From the line that includes "Note: in this drill we tag each instance of the rocky" to the last line of the records, inclusive, repeat each line exactly.

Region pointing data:
● ● ● ●

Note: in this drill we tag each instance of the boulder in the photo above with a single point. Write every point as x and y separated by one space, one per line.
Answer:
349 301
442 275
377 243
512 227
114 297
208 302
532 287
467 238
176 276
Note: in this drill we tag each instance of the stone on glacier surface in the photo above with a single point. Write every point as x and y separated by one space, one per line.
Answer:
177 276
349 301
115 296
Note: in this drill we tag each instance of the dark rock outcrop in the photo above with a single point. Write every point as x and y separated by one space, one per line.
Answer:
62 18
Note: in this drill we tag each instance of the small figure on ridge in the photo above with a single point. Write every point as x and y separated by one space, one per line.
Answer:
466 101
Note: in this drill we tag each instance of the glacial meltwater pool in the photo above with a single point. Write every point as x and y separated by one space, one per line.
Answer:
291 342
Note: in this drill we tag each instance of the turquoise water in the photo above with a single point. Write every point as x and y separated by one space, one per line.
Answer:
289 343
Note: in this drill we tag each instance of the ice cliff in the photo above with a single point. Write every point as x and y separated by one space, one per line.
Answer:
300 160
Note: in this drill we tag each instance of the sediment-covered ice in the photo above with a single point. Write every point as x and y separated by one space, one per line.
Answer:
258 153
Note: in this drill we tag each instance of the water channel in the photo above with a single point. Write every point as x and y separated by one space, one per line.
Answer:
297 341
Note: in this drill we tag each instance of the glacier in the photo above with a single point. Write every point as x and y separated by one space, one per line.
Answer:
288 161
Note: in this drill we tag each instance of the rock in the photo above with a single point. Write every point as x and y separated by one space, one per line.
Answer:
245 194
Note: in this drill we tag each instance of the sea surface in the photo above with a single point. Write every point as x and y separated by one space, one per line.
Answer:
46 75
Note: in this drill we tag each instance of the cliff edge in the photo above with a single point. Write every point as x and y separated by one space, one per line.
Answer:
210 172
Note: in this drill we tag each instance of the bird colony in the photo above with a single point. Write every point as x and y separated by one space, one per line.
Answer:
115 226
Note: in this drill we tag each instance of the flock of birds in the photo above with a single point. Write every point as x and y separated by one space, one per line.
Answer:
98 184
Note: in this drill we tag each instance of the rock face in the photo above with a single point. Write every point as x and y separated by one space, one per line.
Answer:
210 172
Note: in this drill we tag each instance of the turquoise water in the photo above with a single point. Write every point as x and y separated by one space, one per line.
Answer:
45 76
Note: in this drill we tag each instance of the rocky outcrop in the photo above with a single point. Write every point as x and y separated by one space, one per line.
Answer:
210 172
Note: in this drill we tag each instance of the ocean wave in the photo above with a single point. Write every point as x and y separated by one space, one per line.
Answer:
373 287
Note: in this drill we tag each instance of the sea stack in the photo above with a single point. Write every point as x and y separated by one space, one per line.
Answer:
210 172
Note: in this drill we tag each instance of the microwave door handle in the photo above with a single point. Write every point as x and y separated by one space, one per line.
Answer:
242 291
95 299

● ● ● ●

| TASK SOLUTION |
Note: in this drill we tag each instance of the rocky outcrop in the photo above with a single point. Write every point as x and y separated by one space, one per line.
Answer:
210 172
Note: in this drill we tag each instance of the ocean wave in the photo above with a single point. Write every point as x and y separated by one space, one per line.
Answer:
373 287
Note: in this drill we tag each instance of the sea stack in the photo above with a single point. Write every point as x and y separated by one space, one per line.
Answer:
210 172
Note: in this drill we tag each instance of the microwave door handle in the photo above with a single point. Write every point as x and y separated by one space, one per line.
Answer:
242 291
95 299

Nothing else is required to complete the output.